**Extract provided:**
____________________
WITHIN THE FIRST FOUR MONTHS of my relationship with G, I had lost forty pounds and weighed a pitiful ninety-six pounds. The stress of the physical and verbal abuse had taken a toll on my body and spirit. G called me skinny and ugly, and had no problem telling me how unattractive I was to him since the weight loss. Life at our house was torture. It was common to see me with bruises up and down my body. His ex-girlfriend would come by the house, and even though she hated me, she’d sometimes cry at the sight of my emaciated, bruised, and swollen body. Still, I protected him.
On one occasion, we were playing a video game in the living room. He was sitting on one couch and I was on the other. During the game, he began to call me a stupid bitch. G had a way of looking at me with disgust that turned my stomach, and sometimes I would just throw up at the outset of an argument. He gave me the look, and at that moment I tried to be brave and fight back. I wanted to be tough, just as he had been to me. I wanted to let him know that I, too, was a force to be reckoned with, but all I could do was throw the game controller at him. It landed lightly on his lap, but it wouldn’t have mattered if it hadn’t hit him at all. That I showed any kind of mutiny was reason enough for what happened next.
Within seconds, he rose from his seat and punched me in my right side. It must have been a kidney punch, the type that boxers receive, because my body crumpled to the floor. I was unable to stretch out. My organs had shut down and I couldn’t breathe. I was suffocating, and if he had hit me one more time, I feared I would die. I tried to speak, but I couldn’t.
I was barely able to say the words, “I can’t breathe.”
All of a sudden, as he stood over me with his balled fists, his anger turned to fright. He picked my stiff body up off the floor and tried to administer CPR, then opened the front door and began to yell into the street for help.
I could hear him screaming, “Oh my God, help me!” and in my waning consciousness, I began to feel sorry for him and less concerned about me.
One of our neighbors was a nurse, and she administered CPR. The ambulance arrived a few minutes later. Once I arrived at the hospital, the nurses and doctors asked me how I had cracked my ribs.
G answered for me: “She was running and tripped over the chair.”
____________________
**Data extracts:**
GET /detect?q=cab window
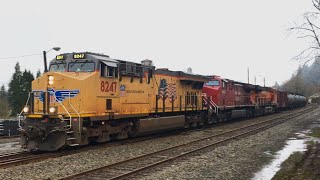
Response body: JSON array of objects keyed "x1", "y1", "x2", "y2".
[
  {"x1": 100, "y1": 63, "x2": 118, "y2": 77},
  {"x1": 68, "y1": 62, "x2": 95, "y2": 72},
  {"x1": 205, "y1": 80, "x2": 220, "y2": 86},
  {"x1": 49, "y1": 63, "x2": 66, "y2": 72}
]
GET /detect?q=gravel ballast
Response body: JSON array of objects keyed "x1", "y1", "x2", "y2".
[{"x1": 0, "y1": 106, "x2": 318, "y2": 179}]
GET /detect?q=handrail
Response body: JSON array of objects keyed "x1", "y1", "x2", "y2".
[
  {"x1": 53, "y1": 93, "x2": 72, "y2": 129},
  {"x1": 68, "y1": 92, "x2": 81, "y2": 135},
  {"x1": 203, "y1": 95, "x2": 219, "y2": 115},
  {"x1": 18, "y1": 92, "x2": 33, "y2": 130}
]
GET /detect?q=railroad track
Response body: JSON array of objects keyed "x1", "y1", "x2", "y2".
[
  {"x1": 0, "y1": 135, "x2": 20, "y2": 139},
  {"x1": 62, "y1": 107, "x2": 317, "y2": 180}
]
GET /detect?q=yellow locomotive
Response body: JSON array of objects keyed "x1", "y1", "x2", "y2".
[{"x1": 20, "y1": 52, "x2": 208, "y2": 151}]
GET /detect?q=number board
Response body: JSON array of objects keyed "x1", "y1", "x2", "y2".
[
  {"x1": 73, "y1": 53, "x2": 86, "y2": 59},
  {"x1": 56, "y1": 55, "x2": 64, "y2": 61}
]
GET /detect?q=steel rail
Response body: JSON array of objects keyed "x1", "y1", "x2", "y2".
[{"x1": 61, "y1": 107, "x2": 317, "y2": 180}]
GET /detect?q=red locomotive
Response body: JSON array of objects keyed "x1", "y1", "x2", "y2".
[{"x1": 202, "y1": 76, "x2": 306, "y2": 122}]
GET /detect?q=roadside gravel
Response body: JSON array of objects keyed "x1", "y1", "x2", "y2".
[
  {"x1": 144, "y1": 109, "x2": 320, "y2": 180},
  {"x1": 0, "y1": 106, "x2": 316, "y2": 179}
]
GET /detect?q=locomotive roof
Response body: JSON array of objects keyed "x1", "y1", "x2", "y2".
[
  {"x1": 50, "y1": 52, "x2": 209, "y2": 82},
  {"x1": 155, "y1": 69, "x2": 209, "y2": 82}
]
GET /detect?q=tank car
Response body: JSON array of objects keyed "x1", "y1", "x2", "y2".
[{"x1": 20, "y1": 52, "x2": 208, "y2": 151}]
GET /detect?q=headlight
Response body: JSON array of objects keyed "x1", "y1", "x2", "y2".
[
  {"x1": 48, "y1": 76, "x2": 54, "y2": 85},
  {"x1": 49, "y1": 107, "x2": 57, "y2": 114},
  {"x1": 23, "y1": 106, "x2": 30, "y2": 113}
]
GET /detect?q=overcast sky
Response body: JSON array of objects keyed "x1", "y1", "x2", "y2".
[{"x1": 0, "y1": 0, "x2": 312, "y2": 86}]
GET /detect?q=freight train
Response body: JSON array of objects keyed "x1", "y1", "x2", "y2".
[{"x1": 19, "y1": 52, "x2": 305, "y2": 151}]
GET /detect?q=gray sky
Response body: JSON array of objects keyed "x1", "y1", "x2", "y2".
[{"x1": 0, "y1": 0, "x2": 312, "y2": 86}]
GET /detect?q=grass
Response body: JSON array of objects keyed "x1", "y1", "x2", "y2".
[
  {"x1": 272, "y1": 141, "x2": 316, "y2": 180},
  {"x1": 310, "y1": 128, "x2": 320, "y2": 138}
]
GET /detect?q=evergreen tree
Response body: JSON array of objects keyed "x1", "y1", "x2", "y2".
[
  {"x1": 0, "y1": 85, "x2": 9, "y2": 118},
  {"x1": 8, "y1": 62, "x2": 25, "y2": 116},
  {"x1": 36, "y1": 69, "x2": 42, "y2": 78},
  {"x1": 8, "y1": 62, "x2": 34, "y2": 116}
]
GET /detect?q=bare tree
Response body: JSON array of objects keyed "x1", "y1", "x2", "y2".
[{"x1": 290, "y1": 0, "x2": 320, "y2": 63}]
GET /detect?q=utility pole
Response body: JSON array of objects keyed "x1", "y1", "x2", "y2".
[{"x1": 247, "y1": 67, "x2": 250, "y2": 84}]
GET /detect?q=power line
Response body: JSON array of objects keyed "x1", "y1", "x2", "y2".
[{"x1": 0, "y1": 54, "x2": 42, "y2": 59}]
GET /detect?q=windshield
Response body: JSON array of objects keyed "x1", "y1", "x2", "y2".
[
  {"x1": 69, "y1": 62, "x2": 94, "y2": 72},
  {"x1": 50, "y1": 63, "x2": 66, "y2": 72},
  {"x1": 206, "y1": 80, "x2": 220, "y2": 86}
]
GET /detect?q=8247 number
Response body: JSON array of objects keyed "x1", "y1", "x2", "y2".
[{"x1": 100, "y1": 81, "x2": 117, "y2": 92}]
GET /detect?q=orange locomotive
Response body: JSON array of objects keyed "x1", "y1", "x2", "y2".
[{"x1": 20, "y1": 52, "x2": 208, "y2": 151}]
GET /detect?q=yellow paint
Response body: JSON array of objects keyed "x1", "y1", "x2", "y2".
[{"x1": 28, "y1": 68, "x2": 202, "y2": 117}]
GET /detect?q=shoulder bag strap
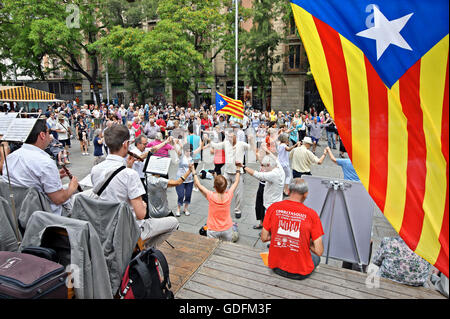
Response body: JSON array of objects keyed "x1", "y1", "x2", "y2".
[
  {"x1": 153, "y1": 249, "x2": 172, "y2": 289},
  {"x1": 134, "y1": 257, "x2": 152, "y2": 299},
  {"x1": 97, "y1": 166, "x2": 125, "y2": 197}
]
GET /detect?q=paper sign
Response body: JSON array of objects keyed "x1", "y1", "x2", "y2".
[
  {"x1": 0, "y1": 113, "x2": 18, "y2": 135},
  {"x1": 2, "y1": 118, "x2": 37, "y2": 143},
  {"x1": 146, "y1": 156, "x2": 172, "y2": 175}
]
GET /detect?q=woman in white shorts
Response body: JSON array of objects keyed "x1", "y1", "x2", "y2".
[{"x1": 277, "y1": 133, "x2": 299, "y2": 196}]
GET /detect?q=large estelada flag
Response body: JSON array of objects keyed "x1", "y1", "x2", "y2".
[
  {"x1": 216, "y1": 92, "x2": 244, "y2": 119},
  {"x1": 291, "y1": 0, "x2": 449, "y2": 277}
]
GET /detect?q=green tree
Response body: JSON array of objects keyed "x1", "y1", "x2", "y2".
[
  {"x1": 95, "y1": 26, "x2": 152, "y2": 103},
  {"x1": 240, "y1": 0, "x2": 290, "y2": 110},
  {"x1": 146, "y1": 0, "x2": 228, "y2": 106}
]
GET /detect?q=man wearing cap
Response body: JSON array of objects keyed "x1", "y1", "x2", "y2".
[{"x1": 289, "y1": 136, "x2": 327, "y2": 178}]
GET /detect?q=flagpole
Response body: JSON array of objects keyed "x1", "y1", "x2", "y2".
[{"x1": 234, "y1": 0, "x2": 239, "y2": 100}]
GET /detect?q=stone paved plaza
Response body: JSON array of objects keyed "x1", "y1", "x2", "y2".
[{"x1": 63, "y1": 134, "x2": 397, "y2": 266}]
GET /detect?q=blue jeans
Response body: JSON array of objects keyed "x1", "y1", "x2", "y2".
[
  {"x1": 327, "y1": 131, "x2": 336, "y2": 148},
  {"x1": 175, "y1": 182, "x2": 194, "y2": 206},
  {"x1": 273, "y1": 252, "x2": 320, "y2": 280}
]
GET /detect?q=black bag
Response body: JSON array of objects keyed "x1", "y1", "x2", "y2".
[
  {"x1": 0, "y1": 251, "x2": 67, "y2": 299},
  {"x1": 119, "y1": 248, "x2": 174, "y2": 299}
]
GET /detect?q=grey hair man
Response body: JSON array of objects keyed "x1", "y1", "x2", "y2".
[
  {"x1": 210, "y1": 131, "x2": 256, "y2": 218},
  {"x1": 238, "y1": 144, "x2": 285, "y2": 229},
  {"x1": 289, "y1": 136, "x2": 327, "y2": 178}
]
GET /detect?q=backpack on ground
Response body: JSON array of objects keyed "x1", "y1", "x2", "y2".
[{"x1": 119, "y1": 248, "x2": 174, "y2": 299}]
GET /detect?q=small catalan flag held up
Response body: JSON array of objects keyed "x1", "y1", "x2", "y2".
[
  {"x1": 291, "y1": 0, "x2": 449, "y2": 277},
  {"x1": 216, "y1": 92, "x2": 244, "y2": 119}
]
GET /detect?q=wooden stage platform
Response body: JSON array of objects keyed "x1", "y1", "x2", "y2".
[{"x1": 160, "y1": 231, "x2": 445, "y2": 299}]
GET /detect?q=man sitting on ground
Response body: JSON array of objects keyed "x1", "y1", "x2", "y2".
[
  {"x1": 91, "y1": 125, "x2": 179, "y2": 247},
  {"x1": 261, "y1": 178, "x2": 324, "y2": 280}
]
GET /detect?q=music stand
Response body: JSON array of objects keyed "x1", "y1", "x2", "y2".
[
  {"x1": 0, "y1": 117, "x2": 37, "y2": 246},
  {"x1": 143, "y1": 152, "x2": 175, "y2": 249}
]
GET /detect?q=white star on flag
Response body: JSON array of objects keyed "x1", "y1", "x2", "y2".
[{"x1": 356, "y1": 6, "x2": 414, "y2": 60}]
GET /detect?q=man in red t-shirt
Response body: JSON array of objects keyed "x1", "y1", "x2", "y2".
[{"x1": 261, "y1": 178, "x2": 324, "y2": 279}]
____________________
**Brief 1:**
Repeat the memoir extract from "All of a sudden, as" to "concerned about me.", swapping "front door" for "screen door".
**Brief 2:**
In the memoir extract, what did G tell the hospital staff about how the ribs were cracked?
**Brief 3:**
Extend the memoir extract with a continuation that begins after G's answer to the hospital staff.

**Response box 1:**
All of a sudden, as he stood over me with his balled fists, his anger turned to fright. He picked my stiff body up off the floor and tried to administer CPR, then opened the screen door and began to yell into the street for help.
I could hear him screaming, “Oh my God, help me!” and in my waning consciousness, I began to feel sorry for him and less concerned about me.

**Response box 2:**
He said she was running and tripped over the chair.

**Response box 3:**
When the nurse was alone with me, she inspected my bruised side. I knew she did not believe G’s version of what happened, especially because there was evidence of an imprint of his fist. But I backed up his story. I protected my Daddy. It was as if I suffered from a case of Stockholm syndrome during which the hostage somehow becomes enamored with the captor, and even begins to identify with the captor, as a defense mechanism born out of fear of violence. Even the smallest acts of kindness by the captor are magnified. These symptoms occur under tremendous emotional and often physical duress. This behavior is considered a common survival strategy for victims of interpersonal abuse and has been observed in battered spouses and abused children. Though I needed to get out of this dangerous, extremely unhealthy relationship, I sided with G and returned to that house.
Once we returned home from the hospital, I found it hard to even walk. I turned on the water in our glassed-in shower as he lit the fire in the adjacent double-sided fireplace. Sharp pains ran all through my body, and as I stood under the water, I began to cry as I realized that I could not raise my hands to wash myself. I was broken and couldn’t even get myself clean. G heard my sobs, and in his charming way, he disrobed and joined me in the shower. He hurt me and then made it all better as he washed me gently and showered me with kisses and repeatedly whispered, “I love you.”
Still, the abuse continued. I was not allowed to check the mailbox after a while because he thought I was seeing someone around the corner, where the community mailboxes were located. I was also not allowed to learn how to drive, to hold a job, or to further my education, beyond receiving my GED. On the few occasions when I got employment at the local mall, he called my job constantly, and I frequently called home, feeling guilty for leaving him alone. It wasn’t unusual for him to say, “I need you. Come home.” It was common for me to run back to him rather than moving toward gaining my independence.
One day I woke up and decided I didn’t want to live like this anymore. In fact, I didn’t want to live. I took a full bottle of prescription painkillers and was rushed to the hospital, where they made me drink charcoal to neutralize the effects of the medicine. There were times when I locked myself in a closet with G’s gun, playing with its barrel and trigger, wanting to shoot myself, hesitating only because I was afraid of the pain. I wanted out of my life, one way or the other.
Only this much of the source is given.